↓↓↓

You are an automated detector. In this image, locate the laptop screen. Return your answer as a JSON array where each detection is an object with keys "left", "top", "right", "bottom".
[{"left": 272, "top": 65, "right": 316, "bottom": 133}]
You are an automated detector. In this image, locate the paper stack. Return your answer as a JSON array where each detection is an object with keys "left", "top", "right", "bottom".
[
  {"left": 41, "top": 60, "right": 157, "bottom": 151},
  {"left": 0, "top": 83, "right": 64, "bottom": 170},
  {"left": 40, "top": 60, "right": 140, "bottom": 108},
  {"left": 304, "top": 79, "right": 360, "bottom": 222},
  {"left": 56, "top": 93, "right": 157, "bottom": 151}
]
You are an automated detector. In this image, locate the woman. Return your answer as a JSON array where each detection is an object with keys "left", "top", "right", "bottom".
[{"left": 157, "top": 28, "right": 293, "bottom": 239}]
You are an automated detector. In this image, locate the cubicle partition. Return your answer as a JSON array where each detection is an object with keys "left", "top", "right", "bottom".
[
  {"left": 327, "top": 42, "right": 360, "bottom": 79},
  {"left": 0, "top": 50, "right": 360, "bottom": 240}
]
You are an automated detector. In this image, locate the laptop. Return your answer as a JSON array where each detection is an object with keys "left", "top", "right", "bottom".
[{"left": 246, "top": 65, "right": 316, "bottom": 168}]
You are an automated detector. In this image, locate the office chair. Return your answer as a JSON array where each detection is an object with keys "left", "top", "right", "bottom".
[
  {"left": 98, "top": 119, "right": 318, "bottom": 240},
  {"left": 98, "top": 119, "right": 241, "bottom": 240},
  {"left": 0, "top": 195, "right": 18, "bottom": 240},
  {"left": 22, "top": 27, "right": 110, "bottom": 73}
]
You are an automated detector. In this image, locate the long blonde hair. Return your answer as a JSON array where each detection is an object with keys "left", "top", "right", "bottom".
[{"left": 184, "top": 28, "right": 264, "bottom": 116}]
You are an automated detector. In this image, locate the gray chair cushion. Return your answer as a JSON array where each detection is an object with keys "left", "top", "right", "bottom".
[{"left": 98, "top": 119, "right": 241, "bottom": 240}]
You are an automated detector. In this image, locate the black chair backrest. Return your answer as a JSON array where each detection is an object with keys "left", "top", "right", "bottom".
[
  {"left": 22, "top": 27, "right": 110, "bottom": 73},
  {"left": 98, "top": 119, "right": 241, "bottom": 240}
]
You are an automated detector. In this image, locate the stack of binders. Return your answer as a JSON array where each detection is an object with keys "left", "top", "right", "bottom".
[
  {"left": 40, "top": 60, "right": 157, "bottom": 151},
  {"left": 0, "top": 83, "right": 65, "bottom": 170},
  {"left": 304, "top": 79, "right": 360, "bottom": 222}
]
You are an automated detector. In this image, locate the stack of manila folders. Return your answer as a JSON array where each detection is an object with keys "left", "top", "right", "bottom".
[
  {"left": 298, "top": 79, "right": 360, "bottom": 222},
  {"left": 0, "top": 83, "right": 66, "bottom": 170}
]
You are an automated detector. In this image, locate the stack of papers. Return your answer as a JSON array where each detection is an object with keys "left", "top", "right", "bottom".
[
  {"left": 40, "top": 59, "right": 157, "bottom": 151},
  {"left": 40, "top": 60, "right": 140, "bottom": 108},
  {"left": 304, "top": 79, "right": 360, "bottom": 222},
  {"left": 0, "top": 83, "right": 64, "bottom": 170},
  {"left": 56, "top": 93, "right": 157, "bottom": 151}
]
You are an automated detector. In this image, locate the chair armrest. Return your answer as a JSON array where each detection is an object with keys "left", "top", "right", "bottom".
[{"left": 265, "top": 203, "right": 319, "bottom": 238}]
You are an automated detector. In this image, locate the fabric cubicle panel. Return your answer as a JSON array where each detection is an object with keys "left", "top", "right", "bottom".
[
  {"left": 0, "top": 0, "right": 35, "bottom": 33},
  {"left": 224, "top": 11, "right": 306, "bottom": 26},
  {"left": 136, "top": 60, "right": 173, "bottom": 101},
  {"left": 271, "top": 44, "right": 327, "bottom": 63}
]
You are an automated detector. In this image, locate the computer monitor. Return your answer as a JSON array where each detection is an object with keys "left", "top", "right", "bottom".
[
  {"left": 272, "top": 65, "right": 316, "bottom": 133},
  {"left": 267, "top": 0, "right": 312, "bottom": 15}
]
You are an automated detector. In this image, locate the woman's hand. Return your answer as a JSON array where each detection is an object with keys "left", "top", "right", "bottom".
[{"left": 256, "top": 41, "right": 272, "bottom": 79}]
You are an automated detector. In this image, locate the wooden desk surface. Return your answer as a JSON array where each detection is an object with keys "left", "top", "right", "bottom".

↑↑↑

Reproduce every row above word for word, without changing anything.

You are an automated detector. In this image, locate the laptop screen. Return your answer as a JSON array where each detection is an object with keys "left", "top", "right", "bottom".
[{"left": 272, "top": 65, "right": 316, "bottom": 133}]
You are an automated detector. In this image, locate the paper stack. Return your answer as a JSON array where each detection is an object with keys "left", "top", "right", "bottom".
[
  {"left": 41, "top": 60, "right": 157, "bottom": 151},
  {"left": 0, "top": 83, "right": 64, "bottom": 170},
  {"left": 40, "top": 60, "right": 140, "bottom": 108},
  {"left": 304, "top": 79, "right": 360, "bottom": 222},
  {"left": 56, "top": 93, "right": 157, "bottom": 151}
]
You are an automated detector. In this image, locate the woman. Return your answer as a JSON array where each detection is an object with keys "left", "top", "right", "bottom".
[{"left": 157, "top": 28, "right": 293, "bottom": 239}]
You are an automated detector. In this image, locate the cubicle partition. Return your answer as a JSON array where each detection is an object with keys "left", "top", "right", "bottom".
[
  {"left": 327, "top": 42, "right": 360, "bottom": 79},
  {"left": 0, "top": 50, "right": 360, "bottom": 240}
]
You are an automated detector. In this image, locate the laptop. Return your answer as a JSON array where each detection is an object with keys "left", "top", "right", "bottom".
[{"left": 246, "top": 65, "right": 316, "bottom": 168}]
You are an automated detector. In this image, locate the office chair. Return your answer as a JSON array where each detection is an object with keys "left", "top", "right", "bottom".
[
  {"left": 98, "top": 119, "right": 318, "bottom": 240},
  {"left": 98, "top": 119, "right": 241, "bottom": 240},
  {"left": 0, "top": 195, "right": 18, "bottom": 240},
  {"left": 22, "top": 27, "right": 110, "bottom": 73}
]
You are an automated detector. In this image, locate the long blonde hair. Return your answer as a JSON array where each detection is an object with keys "left", "top", "right", "bottom".
[{"left": 184, "top": 28, "right": 264, "bottom": 116}]
You are an automated detector. In this image, locate the gray chair cushion. Return your answer as a JSON array where each detection is an object with keys "left", "top", "right", "bottom".
[{"left": 98, "top": 119, "right": 241, "bottom": 240}]
You are an automated detector. In this image, locate the black chair backrest. Return your answer as a JSON array where each detection is an object with keys "left", "top", "right", "bottom".
[
  {"left": 22, "top": 27, "right": 110, "bottom": 73},
  {"left": 98, "top": 119, "right": 241, "bottom": 240}
]
You are an automated detector. In this image, locate the stack of binders. Return your answer as a JSON array where each detection is an object with keys "left", "top", "right", "bottom".
[
  {"left": 40, "top": 60, "right": 157, "bottom": 151},
  {"left": 0, "top": 83, "right": 65, "bottom": 170},
  {"left": 304, "top": 79, "right": 360, "bottom": 222}
]
You are an automated detector. In this image, locate the stack of manila folders. Return your answer as a JSON array where each detection is an object with keys "left", "top", "right", "bottom".
[
  {"left": 298, "top": 79, "right": 360, "bottom": 222},
  {"left": 0, "top": 83, "right": 66, "bottom": 170}
]
You are an automated detector. In this image, locate the stack of papers. Return your answer as a JSON array where each detection is an object with keys "left", "top", "right", "bottom".
[
  {"left": 40, "top": 59, "right": 157, "bottom": 151},
  {"left": 40, "top": 60, "right": 140, "bottom": 108},
  {"left": 304, "top": 79, "right": 360, "bottom": 222},
  {"left": 0, "top": 83, "right": 64, "bottom": 170},
  {"left": 56, "top": 93, "right": 157, "bottom": 151}
]
You are an automated detector. In this image, locate the chair armrest. Return your answer as a JSON array where each detection is an object with keys "left", "top", "right", "bottom".
[{"left": 265, "top": 203, "right": 319, "bottom": 238}]
You are an automated detector. In this image, locate the fabric cubicle panel. Return your answer as a JSON array where each detection is an object with keys "left", "top", "right", "bottom".
[
  {"left": 0, "top": 0, "right": 35, "bottom": 33},
  {"left": 224, "top": 11, "right": 306, "bottom": 26},
  {"left": 136, "top": 60, "right": 173, "bottom": 101},
  {"left": 271, "top": 44, "right": 327, "bottom": 63}
]
You are an automated detector. In this image, locate the computer monitor. Return your answer as a JSON array where each detection is an object with keys "left", "top", "right", "bottom".
[
  {"left": 272, "top": 65, "right": 316, "bottom": 133},
  {"left": 267, "top": 0, "right": 312, "bottom": 15}
]
You are an automated detector. In this image, locate the woman's hand. Return your answer as a JSON array where each detection is an object with keys "left", "top", "right", "bottom".
[{"left": 256, "top": 41, "right": 272, "bottom": 79}]
You are an automated detector. In this image, locate the wooden desk surface. Return your answer as a JSON array where each detection is an object with keys "left", "top", "right", "bottom".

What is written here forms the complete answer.